### [Document extract]
Prem praises ‘non-corrupt’ government

Privy Council president General Prem Tinsulanonda assured on Wednesday that the current government led by General Prayut Chan-o-cha is free from corruption.


“I can say proudly that the government of General Prayut Chan-o-cha is not cheating. But if I am wrong, the prime minister will have to deal with [any corruption] problem,” Prem said.

He added that Prayut thought of the country’s interest over his personal benefit.

The elderly statesman and former prime minister was speaking to Cabinet members led by Prayut and armed forces commanders who called on him at his Si Sao Thewet residence. The visitors offered Prem good wishes for the Thai New Year or Songkran.

Prayut told Prem he was pleased the chief Royal adviser was still in good health and has been able to provide them with advice whenever needed.

“Your honour, Privy Council president, has always taught us to focus on the importance of the nation, religion and the King. This thought has been with us all the time,” said Prayut, who also heads the ruling National Council for Peace and Order.

### [Problems]
**A)** Answer these questions about the article on Prem's praise for the government:
(i) At which residence did the visitors call on Prem?
(ii) For which holiday did the visitors offer Prem good wishes?
(iii) Which ruling body does Prayut also head?
**B)** Transcribe word for word the part of the article on Prem's praise for the government that opens with the words containing "The elderly statesman" and closes with "advice whenever needed.".

(Collected data)
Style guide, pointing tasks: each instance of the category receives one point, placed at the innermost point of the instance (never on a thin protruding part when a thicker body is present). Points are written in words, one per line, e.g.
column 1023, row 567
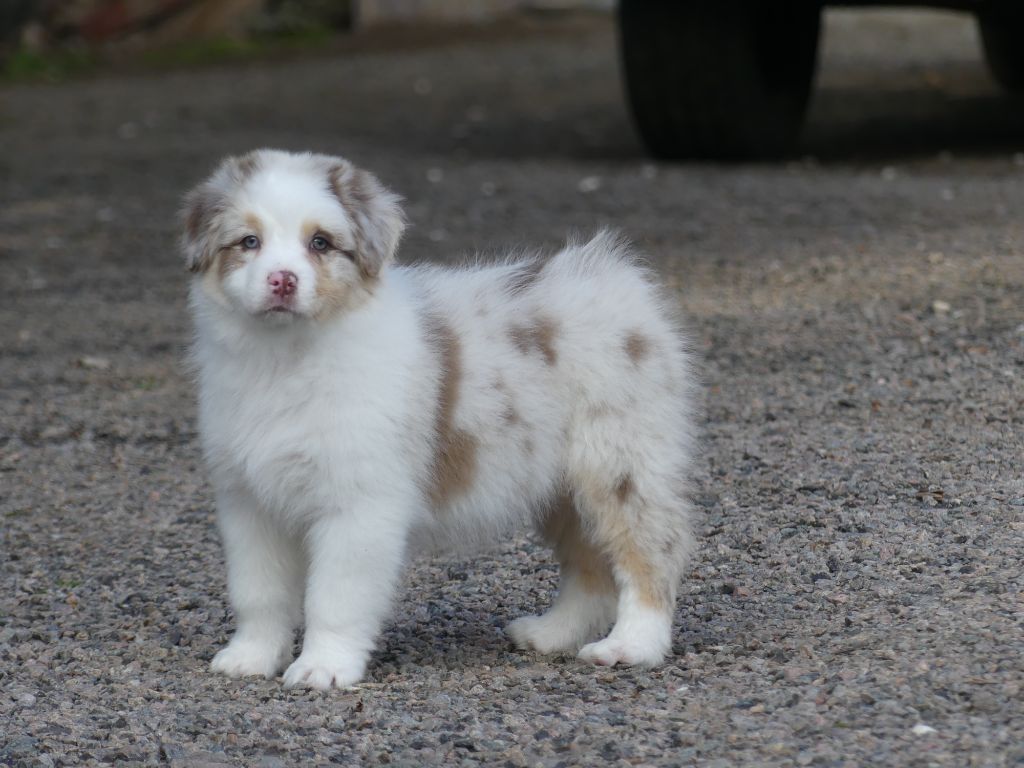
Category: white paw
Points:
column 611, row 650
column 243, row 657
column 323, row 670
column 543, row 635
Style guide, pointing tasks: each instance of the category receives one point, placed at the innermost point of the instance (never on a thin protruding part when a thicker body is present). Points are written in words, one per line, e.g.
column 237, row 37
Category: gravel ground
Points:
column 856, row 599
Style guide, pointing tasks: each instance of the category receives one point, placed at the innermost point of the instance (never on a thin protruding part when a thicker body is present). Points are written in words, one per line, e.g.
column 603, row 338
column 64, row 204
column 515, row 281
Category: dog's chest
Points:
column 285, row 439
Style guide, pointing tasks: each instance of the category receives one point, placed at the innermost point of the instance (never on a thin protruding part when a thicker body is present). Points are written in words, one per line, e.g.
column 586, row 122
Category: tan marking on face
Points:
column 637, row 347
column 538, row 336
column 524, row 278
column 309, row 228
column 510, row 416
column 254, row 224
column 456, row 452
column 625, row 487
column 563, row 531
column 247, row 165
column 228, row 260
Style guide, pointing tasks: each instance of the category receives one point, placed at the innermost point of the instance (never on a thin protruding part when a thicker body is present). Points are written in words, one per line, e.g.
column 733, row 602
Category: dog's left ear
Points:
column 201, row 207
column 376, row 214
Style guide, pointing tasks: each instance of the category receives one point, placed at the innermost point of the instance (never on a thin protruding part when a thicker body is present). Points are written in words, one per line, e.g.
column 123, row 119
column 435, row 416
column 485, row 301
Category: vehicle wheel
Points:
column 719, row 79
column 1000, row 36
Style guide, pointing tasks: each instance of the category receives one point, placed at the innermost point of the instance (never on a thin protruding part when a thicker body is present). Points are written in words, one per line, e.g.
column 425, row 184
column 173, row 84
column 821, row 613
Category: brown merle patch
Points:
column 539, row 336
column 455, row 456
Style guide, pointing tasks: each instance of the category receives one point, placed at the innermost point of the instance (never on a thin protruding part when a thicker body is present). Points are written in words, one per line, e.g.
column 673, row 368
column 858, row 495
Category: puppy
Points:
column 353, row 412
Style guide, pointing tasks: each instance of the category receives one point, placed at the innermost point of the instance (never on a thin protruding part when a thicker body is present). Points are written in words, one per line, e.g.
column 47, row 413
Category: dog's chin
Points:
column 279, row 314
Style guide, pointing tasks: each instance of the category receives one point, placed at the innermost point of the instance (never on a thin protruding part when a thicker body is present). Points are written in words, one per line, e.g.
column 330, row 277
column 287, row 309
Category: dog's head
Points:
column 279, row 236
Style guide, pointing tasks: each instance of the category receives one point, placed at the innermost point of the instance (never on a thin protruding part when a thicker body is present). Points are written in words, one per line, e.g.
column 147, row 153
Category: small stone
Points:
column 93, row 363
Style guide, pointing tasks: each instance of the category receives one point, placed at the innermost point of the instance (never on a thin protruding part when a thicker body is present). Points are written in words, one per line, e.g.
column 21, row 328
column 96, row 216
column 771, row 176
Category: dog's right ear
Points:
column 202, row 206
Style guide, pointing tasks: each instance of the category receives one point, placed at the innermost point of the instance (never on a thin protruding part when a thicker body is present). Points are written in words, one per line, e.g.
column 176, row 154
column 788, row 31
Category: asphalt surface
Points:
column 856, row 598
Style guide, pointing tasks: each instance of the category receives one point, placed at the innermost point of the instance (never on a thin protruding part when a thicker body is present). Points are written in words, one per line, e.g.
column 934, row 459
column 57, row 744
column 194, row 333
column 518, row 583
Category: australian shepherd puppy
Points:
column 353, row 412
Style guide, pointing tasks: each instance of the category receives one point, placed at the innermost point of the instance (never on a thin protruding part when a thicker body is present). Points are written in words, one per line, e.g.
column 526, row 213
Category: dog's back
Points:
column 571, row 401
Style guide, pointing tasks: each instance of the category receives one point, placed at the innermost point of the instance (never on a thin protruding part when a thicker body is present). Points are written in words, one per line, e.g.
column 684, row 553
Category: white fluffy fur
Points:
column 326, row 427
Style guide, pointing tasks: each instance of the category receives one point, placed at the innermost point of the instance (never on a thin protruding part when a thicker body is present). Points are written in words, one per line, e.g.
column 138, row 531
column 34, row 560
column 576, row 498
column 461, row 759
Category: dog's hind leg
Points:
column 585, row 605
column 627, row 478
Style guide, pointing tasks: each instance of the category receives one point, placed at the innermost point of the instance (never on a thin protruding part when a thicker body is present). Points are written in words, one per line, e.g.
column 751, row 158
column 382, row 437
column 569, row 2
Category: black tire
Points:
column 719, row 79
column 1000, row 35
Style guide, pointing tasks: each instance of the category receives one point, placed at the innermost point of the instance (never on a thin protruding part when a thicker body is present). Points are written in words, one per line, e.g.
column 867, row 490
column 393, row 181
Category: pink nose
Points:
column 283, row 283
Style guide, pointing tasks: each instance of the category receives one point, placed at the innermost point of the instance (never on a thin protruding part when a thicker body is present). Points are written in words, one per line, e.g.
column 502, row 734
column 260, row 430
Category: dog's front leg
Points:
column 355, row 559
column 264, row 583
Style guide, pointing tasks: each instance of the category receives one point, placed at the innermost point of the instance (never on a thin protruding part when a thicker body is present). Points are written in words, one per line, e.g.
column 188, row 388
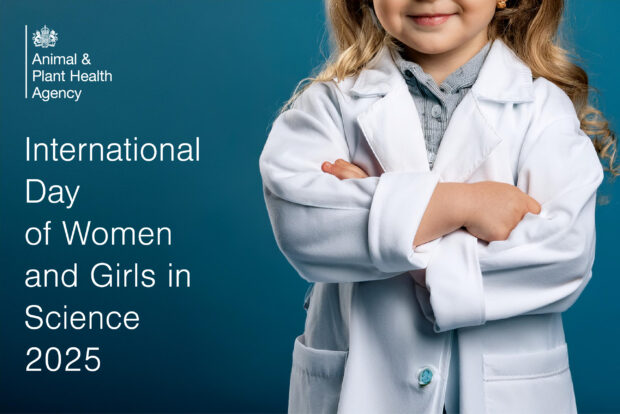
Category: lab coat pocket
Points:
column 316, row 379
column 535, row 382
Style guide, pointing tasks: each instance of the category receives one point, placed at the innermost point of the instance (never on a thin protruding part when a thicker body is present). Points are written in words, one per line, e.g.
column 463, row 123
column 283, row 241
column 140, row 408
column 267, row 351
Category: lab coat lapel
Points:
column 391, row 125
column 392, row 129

### [Outputs in order]
**A)**
(i) His Si Sao Thewet residence.
(ii) The Thai New Year, or Songkran.
(iii) The National Council for Peace and Order.

**B)**
The elderly statesman and former prime minister was speaking to Cabinet members led by Prayut and armed forces commanders who called on him at his Si Sao Thewet residence. The visitors offered Prem good wishes for the Thai New Year or Songkran.

Prayut told Prem he was pleased the chief Royal adviser was still in good health and has been able to provide them with advice whenever needed.